*QUOTED TEXT:*
** Begin **
[dns-operations] dnsflow again (Re: DNS Traffic Archive Protocol )
Robert Edmonds
edmonds at isc.org
Tue Dec 7 19:51:26 UTC 2010
Bedrich Kosata wrote:
> On 12/07/2010 03:29 AM, Robert Edmonds wrote:
> >dnsqr, as constituted in its current version, basically provides a
> >stream of mostly immutable tuples. (i say mostly because there's no
> >good way to modify an NMSG message from the command line without writing
> >a libnmsg program.) there are more than just these fields in the real
> >implementation, but for a simple example:
> >
> > (type, query_ip, response_ip, proto, query_port, response_port, id,
> > qname, qtype, qclass, rcode, query_packet, response_packet)
> >
> >instead of developing a new message schema for "dnsflow", and a tool to
> >map from the lossless "dnsqr" to the lossy "dnsflow" format, i believe
> >we could simply delete fields from the dnsqr tuple. e.g., supposing we
> >don't care about the port numbers, the id, or the raw packets, we invoke
> >a not-yet-written tool to delete those fields (this tool could also
> >generate this particular subset of dnsqr from a live network source by
> >simply performing the deletions prior to generating output):
> >
> > # dnstool -r dnsqr_original.nmsg -w dnsflow.nmsg \
> > -x id -x query_port -x response_port -x query_packet -x response_packet
> >
> >(this could obviously be simplified to a --iwantthiscombo command line
> >flag but i wanted to show the full generality of the approach.)
> >
> >you would then have a bunch of messages with the smaller tuples:
> >
> > (type, query_ip, response_ip, proto, qname, qtype, qclass, rcode)
> >
>
> What about other data that are now apparently either not present or
> present only in the raw packets, such as the time it took the server
> to respond to a query, request of DNSSEC, request of recursion,
> etc.?
we would add new fields to the ISC/dnsqr message schema as necessary.
for instance, we could add an optional "delay" field that is populated
with the difference between the response timestamp and the query
timestamp when the raw query/response packets and their timestamps are
removed from the message.
(in fact the nmsg message module API would make it easy to have a
"delay" field that is either calculated on-demand based on the
query/response packet timestamps or stored directly in a protobuf field
if the packets and their timestamps have been removed from the message.)
** End **
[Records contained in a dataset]
** Begin **
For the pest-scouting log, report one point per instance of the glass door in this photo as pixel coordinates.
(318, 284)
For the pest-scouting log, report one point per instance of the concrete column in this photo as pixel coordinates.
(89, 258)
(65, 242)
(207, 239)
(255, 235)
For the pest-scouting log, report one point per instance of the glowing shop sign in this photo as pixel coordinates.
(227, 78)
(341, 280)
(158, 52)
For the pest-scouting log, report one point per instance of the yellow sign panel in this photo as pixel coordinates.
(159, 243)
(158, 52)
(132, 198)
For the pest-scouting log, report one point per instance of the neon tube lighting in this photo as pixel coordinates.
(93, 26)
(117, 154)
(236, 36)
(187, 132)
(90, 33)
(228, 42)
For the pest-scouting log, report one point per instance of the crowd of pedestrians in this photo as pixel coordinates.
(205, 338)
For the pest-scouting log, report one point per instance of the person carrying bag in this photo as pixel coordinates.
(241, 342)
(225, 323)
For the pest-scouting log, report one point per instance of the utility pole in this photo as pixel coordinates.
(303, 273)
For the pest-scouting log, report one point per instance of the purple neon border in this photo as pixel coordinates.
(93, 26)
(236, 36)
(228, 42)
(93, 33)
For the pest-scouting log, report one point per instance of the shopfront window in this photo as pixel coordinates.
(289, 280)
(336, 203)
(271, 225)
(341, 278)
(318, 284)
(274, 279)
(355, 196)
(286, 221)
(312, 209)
** End **
*TASK TO COMPLETE:* From the mailing-list post on dnsflow, list every field that the example dnstool command deletes with the -x option.

*THE OUTPUT:*
- id
- query_port
- response_port
- query_packet
- response_packet